▶ **QUOTED PASSAGE**

::::

- District: Banda District
- Region: Bono Region of Ghana

Current constituency
- Created: 2012
- Party: National Democratic Congress (NDC)
- MP: Ahmed Ibrahim

= Banda (Ghana parliament constituency) =

Constituency in the Bono Region of Ghana

Banda is a constituency of the parliament of Ghana, located in the Banda District in the Bono Region. Ahmed Ibrahim became first member of parliament for the constituency when he was elected on the ticket of the National Democratic Congress (NDC), winning 52.8% of the votes The constituency was among 45 constituencies created before the 2012 Ghanaian general election.

::::

▶ **LISTED RECORDS**
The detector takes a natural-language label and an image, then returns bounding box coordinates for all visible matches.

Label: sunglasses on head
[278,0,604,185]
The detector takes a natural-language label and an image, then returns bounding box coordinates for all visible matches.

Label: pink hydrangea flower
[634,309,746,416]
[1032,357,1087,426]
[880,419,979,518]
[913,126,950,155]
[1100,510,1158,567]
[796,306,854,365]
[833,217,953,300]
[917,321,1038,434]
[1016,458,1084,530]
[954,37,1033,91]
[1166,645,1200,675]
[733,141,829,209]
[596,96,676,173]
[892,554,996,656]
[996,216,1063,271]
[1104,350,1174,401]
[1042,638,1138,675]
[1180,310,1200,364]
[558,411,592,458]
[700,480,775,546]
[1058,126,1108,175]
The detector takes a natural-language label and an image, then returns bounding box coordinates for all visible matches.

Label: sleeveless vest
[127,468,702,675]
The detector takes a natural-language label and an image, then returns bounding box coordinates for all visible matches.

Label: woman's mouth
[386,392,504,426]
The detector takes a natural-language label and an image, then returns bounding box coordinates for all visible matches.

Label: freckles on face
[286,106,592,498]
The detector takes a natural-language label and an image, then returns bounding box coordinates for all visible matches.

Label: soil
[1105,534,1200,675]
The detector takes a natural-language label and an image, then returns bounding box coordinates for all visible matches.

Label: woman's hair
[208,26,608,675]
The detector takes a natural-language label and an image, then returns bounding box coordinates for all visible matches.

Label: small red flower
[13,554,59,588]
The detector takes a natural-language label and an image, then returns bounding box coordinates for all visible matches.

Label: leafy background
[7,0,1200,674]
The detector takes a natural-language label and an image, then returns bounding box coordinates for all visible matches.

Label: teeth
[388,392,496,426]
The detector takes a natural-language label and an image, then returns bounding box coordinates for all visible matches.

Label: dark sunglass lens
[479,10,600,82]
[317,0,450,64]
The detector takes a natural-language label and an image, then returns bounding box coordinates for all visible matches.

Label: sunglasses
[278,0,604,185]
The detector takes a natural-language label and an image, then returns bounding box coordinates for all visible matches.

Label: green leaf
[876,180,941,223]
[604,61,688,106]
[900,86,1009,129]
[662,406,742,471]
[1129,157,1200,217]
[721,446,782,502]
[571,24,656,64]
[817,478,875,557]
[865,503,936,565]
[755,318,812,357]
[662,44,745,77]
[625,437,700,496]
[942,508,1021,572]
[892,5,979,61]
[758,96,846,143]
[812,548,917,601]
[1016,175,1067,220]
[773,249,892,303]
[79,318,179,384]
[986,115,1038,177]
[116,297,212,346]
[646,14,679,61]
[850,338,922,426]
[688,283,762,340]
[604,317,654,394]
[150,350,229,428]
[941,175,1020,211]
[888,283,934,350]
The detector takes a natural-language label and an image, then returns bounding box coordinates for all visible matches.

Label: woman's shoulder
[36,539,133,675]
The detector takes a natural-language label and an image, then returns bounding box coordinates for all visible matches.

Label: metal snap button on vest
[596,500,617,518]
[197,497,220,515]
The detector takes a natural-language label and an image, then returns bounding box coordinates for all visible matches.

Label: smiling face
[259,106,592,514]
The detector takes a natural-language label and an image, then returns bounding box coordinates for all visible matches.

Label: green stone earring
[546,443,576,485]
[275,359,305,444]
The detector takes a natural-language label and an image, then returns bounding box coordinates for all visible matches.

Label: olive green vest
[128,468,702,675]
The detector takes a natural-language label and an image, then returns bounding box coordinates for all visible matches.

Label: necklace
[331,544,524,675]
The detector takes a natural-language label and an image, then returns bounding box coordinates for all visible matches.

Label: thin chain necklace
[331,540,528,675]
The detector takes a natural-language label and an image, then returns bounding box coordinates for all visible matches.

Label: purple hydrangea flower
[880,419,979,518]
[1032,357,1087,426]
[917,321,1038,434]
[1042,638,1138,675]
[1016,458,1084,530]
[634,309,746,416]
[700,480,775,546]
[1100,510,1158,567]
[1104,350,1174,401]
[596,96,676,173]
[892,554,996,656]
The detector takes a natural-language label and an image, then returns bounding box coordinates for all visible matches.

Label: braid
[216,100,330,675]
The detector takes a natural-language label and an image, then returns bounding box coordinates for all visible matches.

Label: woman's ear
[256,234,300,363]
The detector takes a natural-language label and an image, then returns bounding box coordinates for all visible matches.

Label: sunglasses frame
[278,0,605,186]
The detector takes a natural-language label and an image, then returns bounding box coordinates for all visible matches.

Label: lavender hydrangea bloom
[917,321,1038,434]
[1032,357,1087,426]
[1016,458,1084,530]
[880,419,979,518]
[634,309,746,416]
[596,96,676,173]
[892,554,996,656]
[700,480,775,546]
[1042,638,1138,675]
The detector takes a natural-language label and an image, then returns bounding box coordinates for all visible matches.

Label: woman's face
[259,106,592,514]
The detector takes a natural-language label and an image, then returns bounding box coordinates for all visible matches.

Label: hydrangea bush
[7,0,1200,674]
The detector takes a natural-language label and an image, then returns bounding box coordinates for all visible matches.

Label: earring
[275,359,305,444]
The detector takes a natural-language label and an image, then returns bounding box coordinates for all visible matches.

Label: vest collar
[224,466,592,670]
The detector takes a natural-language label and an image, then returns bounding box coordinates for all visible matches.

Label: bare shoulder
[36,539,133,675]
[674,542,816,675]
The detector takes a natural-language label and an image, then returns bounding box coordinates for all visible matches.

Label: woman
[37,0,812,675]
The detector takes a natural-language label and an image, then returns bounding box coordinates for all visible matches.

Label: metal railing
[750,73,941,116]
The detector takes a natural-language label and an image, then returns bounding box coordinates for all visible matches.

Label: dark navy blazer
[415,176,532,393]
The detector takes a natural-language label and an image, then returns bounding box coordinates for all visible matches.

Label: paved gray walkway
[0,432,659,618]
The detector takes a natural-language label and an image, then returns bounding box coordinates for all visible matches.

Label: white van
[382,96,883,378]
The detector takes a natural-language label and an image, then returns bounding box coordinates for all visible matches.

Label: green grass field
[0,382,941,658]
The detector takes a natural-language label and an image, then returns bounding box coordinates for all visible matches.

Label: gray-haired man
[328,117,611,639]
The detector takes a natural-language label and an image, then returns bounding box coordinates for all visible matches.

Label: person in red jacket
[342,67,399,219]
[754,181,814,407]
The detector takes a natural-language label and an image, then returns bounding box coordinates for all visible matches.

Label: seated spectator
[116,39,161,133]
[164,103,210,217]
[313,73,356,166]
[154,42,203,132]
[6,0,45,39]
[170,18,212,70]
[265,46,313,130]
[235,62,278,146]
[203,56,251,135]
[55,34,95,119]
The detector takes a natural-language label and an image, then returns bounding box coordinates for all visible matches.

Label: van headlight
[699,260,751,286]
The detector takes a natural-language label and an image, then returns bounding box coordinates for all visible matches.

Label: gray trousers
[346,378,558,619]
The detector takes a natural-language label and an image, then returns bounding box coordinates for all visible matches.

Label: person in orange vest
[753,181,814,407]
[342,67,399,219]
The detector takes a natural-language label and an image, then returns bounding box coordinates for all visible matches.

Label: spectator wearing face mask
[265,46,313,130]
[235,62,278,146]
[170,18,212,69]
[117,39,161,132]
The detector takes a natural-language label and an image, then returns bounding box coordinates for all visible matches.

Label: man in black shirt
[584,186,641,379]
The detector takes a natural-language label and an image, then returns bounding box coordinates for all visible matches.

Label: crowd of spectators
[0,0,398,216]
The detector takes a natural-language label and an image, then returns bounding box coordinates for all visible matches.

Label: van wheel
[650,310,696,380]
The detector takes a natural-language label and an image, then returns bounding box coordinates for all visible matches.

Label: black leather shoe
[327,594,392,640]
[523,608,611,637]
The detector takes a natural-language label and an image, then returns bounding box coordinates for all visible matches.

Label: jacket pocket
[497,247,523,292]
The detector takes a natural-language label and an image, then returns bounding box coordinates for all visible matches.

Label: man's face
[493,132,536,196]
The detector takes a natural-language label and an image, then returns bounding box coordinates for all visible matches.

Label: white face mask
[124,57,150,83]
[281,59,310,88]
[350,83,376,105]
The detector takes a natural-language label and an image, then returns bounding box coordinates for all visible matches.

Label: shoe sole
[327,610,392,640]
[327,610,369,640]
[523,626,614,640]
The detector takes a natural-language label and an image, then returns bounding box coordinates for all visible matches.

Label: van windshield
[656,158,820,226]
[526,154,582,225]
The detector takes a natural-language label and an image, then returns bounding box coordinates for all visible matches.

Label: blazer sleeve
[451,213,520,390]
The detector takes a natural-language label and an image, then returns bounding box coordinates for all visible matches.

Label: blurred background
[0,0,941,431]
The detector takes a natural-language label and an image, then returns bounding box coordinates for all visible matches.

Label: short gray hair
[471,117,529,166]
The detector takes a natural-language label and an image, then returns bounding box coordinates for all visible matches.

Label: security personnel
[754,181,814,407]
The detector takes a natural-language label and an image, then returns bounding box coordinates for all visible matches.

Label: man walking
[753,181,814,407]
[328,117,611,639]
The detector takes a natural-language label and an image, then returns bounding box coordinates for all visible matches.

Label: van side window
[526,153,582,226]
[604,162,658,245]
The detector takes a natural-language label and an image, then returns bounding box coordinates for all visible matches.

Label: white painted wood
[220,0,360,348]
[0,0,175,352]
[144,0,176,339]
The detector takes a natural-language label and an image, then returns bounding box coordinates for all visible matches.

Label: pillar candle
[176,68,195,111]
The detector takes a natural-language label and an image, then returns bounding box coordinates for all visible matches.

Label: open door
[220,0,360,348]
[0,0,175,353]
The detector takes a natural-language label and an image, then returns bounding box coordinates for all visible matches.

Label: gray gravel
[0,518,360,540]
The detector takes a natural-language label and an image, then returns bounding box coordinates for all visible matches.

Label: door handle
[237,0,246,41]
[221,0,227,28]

::::

▶ **THINGS TO DO**
#1 From the Banda constituency text, reproduce everything between "- MP: Ahmed" and "Ghanaian general election.", inclusive.
#2 Put this sentence from the Banda constituency text into Spanish: "Banda is a constituency of the parliament of Ghana, located in the Banda District in the Bono Region."

▶ **EXERCISE SOLUTIONS**
#1
- MP: Ahmed Ibrahim

= Banda (Ghana parliament constituency) =

Constituency in the Bono Region of Ghana

Banda is a constituency of the parliament of Ghana, located in the Banda District in the Bono Region. Ahmed Ibrahim became first member of parliament for the constituency when he was elected on the ticket of the National Democratic Congress (NDC), winning 52.8% of the votes The constituency was among 45 constituencies created before the 2012 Ghanaian general election.

#2 Banda es una circunscripción del parlamento de Ghana, ubicada en el distrito de Banda, en la región de Bono.